*Task inputs*.
***
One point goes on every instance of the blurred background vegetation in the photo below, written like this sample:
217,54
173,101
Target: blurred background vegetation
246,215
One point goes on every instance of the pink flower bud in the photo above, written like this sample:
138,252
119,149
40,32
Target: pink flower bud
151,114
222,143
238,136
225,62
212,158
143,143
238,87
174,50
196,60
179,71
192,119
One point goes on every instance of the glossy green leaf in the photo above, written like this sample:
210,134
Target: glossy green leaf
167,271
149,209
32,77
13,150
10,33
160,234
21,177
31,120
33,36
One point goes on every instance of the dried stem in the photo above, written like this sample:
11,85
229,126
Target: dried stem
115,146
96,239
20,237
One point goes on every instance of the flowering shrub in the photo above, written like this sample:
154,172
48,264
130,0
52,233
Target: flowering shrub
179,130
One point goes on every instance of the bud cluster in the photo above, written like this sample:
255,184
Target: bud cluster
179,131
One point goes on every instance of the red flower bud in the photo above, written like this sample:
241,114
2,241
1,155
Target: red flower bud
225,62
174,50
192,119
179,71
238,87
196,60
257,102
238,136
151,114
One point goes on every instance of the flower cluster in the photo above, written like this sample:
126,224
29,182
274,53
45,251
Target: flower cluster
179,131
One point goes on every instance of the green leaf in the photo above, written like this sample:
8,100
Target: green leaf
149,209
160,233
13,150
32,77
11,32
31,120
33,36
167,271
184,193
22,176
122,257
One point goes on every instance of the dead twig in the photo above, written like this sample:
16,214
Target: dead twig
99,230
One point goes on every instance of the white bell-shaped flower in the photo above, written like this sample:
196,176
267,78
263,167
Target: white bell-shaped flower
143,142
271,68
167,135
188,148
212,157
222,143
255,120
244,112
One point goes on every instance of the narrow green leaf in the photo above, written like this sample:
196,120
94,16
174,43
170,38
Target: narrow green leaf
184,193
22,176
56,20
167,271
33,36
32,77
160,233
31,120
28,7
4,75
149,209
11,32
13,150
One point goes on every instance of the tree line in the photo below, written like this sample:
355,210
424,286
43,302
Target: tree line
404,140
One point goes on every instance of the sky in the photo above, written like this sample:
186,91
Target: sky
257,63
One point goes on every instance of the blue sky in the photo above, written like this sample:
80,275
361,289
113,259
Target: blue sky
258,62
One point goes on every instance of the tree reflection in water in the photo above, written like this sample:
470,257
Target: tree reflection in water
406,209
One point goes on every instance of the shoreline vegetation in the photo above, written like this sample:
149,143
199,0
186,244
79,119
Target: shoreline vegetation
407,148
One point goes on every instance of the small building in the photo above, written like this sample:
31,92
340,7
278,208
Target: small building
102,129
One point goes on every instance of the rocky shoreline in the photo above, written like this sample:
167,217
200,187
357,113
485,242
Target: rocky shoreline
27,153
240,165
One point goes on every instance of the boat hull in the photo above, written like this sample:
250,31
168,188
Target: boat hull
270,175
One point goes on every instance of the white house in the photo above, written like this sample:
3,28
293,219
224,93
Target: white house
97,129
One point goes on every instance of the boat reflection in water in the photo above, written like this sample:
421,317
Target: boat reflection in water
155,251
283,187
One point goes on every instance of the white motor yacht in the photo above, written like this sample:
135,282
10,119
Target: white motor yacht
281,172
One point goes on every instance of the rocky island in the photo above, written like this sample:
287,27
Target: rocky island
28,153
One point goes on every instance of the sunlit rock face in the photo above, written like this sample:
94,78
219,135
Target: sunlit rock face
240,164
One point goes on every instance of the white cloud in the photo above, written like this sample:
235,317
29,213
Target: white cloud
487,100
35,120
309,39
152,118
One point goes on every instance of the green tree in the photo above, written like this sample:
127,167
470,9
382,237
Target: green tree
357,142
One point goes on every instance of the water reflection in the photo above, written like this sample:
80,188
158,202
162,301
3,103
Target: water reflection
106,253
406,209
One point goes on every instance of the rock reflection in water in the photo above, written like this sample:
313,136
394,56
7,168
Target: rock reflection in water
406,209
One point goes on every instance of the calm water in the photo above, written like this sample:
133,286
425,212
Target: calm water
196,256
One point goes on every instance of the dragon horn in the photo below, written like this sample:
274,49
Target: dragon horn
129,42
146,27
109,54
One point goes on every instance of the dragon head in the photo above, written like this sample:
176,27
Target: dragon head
***
Search the lines above for the string "head" and copy each line that has it.

*Exercise output*.
One point goes on every instance of the dragon head in the photo above, written like this sample:
Target: dragon head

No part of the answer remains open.